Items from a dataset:
>> Begin

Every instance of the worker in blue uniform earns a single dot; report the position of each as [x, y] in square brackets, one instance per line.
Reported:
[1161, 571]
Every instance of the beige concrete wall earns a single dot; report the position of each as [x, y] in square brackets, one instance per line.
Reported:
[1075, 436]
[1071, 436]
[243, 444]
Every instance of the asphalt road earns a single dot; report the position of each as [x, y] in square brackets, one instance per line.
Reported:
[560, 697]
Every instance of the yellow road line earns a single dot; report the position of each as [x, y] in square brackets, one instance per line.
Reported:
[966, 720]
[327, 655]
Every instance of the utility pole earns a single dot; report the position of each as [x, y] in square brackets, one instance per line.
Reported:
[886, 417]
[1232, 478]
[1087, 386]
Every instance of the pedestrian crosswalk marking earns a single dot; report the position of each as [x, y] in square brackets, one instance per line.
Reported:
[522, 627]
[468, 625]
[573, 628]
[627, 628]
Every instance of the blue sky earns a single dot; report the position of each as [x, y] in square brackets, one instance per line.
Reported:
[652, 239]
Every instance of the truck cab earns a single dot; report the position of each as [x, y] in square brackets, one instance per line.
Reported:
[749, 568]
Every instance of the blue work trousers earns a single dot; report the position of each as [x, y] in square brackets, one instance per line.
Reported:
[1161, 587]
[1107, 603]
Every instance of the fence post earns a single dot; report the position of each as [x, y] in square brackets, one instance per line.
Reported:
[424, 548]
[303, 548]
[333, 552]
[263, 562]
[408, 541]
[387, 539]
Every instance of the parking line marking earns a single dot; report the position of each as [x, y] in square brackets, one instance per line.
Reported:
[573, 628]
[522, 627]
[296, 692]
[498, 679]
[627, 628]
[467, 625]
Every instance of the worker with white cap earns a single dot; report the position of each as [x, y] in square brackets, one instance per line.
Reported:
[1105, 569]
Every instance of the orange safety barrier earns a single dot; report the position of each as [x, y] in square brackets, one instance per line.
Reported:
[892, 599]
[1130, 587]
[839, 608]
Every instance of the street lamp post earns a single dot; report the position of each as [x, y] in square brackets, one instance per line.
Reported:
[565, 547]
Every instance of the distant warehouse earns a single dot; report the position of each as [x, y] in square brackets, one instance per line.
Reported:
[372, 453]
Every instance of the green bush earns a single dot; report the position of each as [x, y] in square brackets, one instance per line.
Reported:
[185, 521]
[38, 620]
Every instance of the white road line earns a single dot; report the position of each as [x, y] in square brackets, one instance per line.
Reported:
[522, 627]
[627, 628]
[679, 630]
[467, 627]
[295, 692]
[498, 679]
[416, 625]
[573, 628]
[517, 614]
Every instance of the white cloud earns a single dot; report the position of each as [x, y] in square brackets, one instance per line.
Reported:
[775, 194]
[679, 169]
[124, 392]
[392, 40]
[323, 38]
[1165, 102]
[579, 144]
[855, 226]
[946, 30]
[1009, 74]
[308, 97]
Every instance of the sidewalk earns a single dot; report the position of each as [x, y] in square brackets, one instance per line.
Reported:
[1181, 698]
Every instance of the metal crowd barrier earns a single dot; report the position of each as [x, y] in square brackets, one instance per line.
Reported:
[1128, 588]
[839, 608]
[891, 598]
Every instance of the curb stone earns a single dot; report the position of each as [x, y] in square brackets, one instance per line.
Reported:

>> End

◆ Set problem:
Please reproduce all of the data above line for line, without changing anything.

◆ The output:
Every instance of the worker in blue uniform earns a single dot; report the position of each as [x, y] in square brackets, one instance per line.
Reported:
[1161, 571]
Every instance of the beige concrete wall earns a single dot; report the position of each as [x, y] in square brackets, one instance per line.
Reported:
[1075, 436]
[1071, 436]
[243, 444]
Every instance of the asphalt road earns a single dot; report the position of each as [x, y] in square brackets, one instance per line.
Reported:
[560, 697]
Every instance of the yellow road line earns a single dot; report the position of each as [x, y] in square brackets, one instance per line.
Reported:
[966, 720]
[327, 655]
Every instance of the utility pole earns a single dot; report the position of each as [x, y] in square brackets, one instance per line.
Reported:
[886, 417]
[1232, 478]
[1087, 386]
Every instance of the pedestrian crosswalk marking earns a single dot; report the position of each as [x, y] in square brackets, one instance per line.
Reported:
[522, 627]
[468, 625]
[573, 628]
[627, 628]
Every instance of the blue sky earns a single dot; report the position of each as [x, y] in square brackets, one instance per line.
Reported:
[652, 239]
Every instance of the truck cab earns a single dot; report the position of each as [x, y] in square brackets, one instance per line.
Reported:
[749, 568]
Every instance of the blue work trousers earns a single dot; report the position of each as [x, y] in square brackets, one instance per line.
Reported:
[1161, 587]
[1107, 603]
Every instance of the fence post earns a single dot; report the position of each as [x, y] in square brackets, one instance per line.
Reported:
[424, 548]
[303, 548]
[333, 552]
[263, 562]
[408, 541]
[387, 539]
Every instance of the parking line marking earns a single dot; report the position of each as [x, y] in square brackets, one instance per line.
Reported:
[573, 628]
[522, 627]
[296, 692]
[498, 679]
[627, 628]
[467, 625]
Every instance of the worker with white cap earns a single dot; report the position of each as [x, y] in square brackets, one instance per line.
Reported:
[1105, 569]
Every instance of the orange safety barrier earns a single dot; report the position of each as [x, y] in square brackets, one instance per line.
Reported:
[892, 599]
[1130, 587]
[839, 608]
Every instance of the street lamp post earns a single dot; report the position of each as [x, y] in square brackets, one instance per line.
Reported:
[565, 547]
Every instance of the distant warehouse earns a single dot; report the position of each as [x, y] in square brackets, one instance per line.
Reported:
[372, 453]
Every instance of the green bush earns a single dot; report the position of each as [x, y] in square brackets, one instance per line.
Reported:
[185, 521]
[38, 620]
Every instance of the white road line earns a single dot; report the position of each as [x, y] in square brackets, one instance per line.
Reported:
[522, 627]
[627, 628]
[679, 630]
[467, 627]
[295, 692]
[498, 679]
[416, 625]
[573, 628]
[517, 614]
Every instance of the white cloud earns a single dot; report the position of each as [x, y] in square brackets, one instance per line.
Reported:
[775, 194]
[679, 169]
[124, 392]
[392, 40]
[323, 38]
[1165, 102]
[579, 144]
[855, 226]
[946, 30]
[1009, 74]
[308, 97]
Every instance of the sidewalk earns a single dot; report the position of each as [x, y] in square brackets, one instance per line.
Reported:
[1181, 698]
Every instance of the metal crowd barrier earns a single dot; report the position of each as [x, y] in square brackets, one instance per line.
Reported:
[1128, 588]
[839, 608]
[891, 598]
Every instance of the curb stone earns a single dot; report the position of each as [x, y] in square brackets, one instance per line.
Reported:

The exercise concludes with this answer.